* _DIRECTIONS FOR THIS TASK_:
Display each line from the items below that contains the word "instance".

* _RECORDS PROVIDED_:
********
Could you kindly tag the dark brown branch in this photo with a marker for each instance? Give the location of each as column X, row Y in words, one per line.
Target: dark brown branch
********
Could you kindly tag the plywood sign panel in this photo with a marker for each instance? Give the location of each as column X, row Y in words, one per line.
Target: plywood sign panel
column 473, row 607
********
* _WRITTEN ANSWER_:
Could you kindly tag the dark brown branch in this photo with a marker for each instance? Give the location of each as column X, row Y in words, one per line.
Could you kindly tag the plywood sign panel in this photo with a marker for each instance? Give the location of each as column X, row Y in words, one per line.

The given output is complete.